The Department of Agricultural Engineering & Technology was established in 1961. The main objective of the faculty was to train people to cater to the growing needs of mechanised farming in the Punjab.

==== Department of Food Engineering ====
The Department of Food Engineering started in 2012. The department aims to educate students to design and produce safe, high-quality, and economical food products and processes, and to conduct research and development on the food industry.

====Department of Farm Machinery and Power====
This department, in collaboration with other departments, offers a baccalaureate program in Agricultural Engineering.

====Department of Fibre and Textile Technology====
The Department of Fibre and Textile Technology was established in the Faculty of Agriculture Engineering & Technology in 1964. It is the only department in the country that offers a master's degree programme in Fibre Technology. The main objective of this department is to impart scientific knowledge and technological training to the students in the field of Fibre science, Textile Technology (spinning, knitting, dyeing, finishing, testing & quality control), pulp, paper and cardboard technology to meet the demands of the industry.

====Faculty of Veterinary Science====
The faculty includes the department of Anatomy, Institute of Pharmacy Physiology and Pharmacology, Pathology, Parasitology, Microbiology, Clinical Medicine and Surgery, and Theriogenology. Candidates who hold degrees in biological sciences are considered for graduate admission in non-clinical subjects. The students are enrolled after an entry test held by the university for the degree of Doctor of Veterinary Medicine (D.V.M.), Pharm.D, M.Phil. and Ph.D. degrees. Professor Dr. Shahid Mehmood Kaushal is the Dean.

[Stored data entries]
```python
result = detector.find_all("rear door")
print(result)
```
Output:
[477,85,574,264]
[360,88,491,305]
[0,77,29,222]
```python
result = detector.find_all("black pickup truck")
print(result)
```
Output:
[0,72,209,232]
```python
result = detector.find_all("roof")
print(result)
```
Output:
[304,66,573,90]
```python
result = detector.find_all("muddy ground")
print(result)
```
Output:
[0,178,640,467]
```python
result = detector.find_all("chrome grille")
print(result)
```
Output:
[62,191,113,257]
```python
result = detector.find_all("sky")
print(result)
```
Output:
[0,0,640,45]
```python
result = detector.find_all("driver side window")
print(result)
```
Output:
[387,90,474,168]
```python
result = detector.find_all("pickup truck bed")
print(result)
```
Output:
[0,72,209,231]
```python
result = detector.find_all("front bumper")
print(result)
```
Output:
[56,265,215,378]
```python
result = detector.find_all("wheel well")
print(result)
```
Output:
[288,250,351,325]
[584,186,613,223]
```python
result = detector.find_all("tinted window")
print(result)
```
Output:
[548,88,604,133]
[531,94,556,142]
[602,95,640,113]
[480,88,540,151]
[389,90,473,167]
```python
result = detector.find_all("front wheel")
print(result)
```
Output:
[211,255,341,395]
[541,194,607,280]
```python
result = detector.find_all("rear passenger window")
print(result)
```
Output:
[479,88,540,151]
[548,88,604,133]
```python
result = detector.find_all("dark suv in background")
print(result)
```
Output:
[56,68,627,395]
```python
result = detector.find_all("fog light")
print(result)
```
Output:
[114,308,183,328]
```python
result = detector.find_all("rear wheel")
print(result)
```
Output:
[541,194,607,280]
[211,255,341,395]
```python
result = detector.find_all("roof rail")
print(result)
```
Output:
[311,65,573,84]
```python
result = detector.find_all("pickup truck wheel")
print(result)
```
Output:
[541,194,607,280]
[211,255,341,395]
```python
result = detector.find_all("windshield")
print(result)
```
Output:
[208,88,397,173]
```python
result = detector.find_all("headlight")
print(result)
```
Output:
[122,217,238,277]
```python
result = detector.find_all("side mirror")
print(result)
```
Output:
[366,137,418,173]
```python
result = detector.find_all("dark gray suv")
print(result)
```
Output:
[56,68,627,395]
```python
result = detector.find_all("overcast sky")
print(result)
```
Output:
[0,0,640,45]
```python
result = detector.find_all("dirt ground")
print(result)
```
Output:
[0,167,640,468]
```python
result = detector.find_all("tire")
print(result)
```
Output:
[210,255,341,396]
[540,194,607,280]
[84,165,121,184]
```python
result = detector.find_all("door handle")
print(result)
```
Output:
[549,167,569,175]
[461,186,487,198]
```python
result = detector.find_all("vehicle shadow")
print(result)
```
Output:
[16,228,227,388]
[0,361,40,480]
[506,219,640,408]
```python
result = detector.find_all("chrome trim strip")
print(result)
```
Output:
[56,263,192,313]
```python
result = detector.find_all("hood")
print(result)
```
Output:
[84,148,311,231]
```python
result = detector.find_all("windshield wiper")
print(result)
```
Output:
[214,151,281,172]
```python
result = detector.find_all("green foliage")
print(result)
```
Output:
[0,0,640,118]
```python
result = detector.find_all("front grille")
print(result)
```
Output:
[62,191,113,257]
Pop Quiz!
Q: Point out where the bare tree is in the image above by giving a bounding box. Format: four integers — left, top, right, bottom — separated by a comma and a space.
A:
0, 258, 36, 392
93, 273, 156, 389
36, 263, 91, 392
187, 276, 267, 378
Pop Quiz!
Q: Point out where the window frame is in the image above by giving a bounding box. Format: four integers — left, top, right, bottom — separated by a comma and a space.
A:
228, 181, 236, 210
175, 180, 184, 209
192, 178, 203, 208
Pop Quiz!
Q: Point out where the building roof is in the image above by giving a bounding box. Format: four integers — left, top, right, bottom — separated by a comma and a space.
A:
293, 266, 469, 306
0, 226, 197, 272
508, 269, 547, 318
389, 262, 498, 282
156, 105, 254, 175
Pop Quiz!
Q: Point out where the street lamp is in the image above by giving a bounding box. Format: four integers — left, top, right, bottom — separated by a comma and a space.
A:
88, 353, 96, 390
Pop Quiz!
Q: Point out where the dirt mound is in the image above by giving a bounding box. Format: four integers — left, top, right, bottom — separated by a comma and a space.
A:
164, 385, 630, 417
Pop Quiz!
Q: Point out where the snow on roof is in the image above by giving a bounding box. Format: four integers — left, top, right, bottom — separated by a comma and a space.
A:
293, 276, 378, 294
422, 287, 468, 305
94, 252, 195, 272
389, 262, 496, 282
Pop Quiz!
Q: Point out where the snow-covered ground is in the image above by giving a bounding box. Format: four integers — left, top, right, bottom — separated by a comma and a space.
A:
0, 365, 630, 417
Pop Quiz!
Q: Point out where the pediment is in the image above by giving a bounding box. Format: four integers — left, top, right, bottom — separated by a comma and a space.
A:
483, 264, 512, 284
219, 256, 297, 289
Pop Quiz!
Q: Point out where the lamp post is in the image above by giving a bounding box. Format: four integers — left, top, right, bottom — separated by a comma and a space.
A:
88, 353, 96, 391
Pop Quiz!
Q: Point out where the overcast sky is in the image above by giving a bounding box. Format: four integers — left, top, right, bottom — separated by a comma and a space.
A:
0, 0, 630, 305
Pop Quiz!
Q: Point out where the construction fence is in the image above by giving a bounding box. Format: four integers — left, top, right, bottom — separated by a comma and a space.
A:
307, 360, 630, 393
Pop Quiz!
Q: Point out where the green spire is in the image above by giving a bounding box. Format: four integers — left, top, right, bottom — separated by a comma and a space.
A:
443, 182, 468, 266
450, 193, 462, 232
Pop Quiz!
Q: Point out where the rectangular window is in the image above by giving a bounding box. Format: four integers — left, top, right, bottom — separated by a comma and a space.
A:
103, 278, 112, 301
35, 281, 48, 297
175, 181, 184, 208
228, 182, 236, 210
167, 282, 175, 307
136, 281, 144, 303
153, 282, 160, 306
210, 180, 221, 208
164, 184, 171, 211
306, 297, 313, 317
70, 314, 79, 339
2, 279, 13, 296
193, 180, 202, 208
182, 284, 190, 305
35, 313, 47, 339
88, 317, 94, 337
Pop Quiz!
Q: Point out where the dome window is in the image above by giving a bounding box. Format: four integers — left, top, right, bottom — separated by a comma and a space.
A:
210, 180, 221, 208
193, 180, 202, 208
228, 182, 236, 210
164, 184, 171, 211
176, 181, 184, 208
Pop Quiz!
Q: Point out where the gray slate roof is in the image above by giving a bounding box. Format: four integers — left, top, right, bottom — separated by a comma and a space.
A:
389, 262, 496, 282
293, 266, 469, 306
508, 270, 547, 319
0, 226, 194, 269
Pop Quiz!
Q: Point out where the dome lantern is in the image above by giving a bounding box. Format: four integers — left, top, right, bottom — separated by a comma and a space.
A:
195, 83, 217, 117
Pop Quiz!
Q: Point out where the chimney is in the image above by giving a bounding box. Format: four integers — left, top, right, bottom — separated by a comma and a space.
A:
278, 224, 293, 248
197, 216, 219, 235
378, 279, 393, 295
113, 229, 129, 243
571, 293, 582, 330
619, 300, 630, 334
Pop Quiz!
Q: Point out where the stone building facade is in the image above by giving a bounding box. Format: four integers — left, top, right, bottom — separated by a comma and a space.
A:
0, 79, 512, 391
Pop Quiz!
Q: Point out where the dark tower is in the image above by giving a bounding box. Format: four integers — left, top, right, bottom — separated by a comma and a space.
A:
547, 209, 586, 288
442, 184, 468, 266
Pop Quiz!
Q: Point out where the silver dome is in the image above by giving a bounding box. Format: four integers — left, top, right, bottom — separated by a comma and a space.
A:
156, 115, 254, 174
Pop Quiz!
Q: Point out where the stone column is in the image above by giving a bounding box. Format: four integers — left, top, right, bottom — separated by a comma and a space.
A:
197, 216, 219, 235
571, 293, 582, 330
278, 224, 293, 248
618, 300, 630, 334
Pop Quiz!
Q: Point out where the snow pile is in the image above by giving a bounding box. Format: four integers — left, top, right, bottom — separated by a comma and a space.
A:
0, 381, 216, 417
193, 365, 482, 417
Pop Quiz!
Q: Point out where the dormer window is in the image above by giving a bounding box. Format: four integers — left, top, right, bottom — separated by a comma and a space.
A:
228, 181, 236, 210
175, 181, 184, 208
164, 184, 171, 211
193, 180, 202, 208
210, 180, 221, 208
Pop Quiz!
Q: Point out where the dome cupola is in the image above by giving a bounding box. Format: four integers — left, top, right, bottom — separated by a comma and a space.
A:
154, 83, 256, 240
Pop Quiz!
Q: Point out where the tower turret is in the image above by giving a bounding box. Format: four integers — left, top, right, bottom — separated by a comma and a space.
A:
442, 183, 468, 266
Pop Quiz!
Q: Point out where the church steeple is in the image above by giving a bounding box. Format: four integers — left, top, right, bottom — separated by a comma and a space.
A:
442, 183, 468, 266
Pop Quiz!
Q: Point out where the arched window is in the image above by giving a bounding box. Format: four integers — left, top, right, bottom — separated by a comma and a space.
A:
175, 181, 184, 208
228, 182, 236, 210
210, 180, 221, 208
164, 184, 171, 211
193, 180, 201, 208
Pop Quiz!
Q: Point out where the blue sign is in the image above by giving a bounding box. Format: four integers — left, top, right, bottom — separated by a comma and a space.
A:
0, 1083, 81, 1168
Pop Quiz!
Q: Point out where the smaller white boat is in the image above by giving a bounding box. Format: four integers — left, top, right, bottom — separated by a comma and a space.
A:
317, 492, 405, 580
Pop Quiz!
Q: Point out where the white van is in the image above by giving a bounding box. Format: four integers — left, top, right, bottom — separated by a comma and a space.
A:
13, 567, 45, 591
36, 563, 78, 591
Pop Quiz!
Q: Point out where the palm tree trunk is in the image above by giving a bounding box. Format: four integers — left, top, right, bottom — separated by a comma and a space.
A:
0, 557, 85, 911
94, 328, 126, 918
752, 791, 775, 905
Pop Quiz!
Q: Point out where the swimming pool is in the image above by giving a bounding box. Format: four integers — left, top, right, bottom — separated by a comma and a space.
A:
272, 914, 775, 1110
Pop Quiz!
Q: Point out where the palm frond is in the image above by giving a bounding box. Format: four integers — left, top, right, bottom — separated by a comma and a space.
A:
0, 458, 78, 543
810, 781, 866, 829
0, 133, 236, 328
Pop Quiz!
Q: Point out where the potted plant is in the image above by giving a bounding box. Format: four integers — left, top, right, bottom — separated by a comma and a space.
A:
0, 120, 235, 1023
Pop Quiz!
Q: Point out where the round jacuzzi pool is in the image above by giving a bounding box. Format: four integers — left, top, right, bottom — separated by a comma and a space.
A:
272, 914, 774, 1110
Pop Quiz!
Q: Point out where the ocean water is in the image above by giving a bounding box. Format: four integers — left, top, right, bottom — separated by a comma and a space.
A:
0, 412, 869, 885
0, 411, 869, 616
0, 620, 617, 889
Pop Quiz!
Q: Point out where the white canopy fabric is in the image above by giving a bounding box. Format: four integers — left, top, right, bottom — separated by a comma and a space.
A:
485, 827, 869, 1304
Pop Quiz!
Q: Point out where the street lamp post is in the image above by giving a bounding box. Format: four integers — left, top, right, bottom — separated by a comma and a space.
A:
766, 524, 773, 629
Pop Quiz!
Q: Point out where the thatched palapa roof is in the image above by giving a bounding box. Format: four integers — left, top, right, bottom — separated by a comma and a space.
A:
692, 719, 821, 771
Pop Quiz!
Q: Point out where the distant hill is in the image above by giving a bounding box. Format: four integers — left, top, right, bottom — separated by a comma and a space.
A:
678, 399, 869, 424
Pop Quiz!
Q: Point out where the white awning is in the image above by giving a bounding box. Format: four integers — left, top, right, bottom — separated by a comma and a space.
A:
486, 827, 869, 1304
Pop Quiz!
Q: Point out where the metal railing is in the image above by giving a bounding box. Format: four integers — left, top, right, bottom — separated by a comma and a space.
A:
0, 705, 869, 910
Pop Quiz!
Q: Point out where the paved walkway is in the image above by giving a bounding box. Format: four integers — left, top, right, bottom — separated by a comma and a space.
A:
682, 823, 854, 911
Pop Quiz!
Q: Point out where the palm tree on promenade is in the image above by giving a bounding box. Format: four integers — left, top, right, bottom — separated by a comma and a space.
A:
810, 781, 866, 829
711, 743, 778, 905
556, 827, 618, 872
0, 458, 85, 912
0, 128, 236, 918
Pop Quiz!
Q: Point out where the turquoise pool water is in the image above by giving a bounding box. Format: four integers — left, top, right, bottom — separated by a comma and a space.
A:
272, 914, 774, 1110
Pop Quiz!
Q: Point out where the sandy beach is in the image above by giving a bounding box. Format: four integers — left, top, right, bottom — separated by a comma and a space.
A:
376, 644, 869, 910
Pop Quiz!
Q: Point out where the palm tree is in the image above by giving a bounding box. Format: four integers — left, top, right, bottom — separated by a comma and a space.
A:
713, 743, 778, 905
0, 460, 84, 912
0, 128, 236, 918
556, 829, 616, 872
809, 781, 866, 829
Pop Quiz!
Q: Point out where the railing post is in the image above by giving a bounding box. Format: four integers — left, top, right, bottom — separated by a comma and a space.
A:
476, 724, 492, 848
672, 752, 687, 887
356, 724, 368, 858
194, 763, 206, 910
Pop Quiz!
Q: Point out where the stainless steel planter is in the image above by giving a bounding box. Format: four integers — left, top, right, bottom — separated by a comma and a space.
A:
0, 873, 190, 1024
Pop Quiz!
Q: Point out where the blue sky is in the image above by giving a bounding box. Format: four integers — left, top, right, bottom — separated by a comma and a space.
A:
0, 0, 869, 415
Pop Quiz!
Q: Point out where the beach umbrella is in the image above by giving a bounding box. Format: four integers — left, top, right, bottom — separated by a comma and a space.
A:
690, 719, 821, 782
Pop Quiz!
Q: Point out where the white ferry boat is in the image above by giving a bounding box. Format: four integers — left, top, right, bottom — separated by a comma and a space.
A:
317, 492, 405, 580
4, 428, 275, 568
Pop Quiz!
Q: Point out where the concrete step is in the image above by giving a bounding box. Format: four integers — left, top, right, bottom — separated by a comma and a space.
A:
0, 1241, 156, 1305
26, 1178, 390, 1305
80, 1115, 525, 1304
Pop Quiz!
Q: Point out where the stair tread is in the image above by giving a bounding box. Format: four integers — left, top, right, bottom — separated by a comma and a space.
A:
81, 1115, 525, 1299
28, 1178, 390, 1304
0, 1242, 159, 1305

- **What this exercise asks**:
A. Summarize the departments passage in two sentences.
B. Decide whether each statement agrees with the departments passage, answering yes or no and quoting the deciding words. (i) The Department of Food Engineering was established in 1961. (ii) The Department of Fibre and Textile Technology is the only department in the country that offers a master's degree programme in Fibre Technology. (iii) Candidates with degrees in biological sciences are considered for graduate admission in clinical subjects.

- **Answers for each item**:
A. The Department of Agricultural Engineering & Technology was established in 1961 to train people for the growing needs of mechanised farming in the Punjab. The Department of Fibre and Textile Technology followed in 1964 and the Department of Food Engineering started in 2012, and the Faculty of Veterinary Science enrolls students after a university entry test for degrees including the D.V.M., Pharm.D, M.Phil. and Ph.D.

B.
(i) No: "The Department of Food Engineering started in 2012."
(ii) Yes: "It is the only department in the country that offers a master's degree programme in Fibre Technology."
(iii) No: "Candidates who hold degrees in biological sciences are considered for graduate admission in non-clinical subjects."